=== Section Start ===
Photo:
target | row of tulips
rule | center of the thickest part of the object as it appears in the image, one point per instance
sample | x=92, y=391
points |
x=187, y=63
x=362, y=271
=== Section End ===
An exact copy of the listing above is what is wanted.

**Result:**
Photo:
target | row of tulips
rule | center of the thickest part of the object as it appears in the image, one point per instance
sample | x=92, y=391
points |
x=187, y=63
x=362, y=271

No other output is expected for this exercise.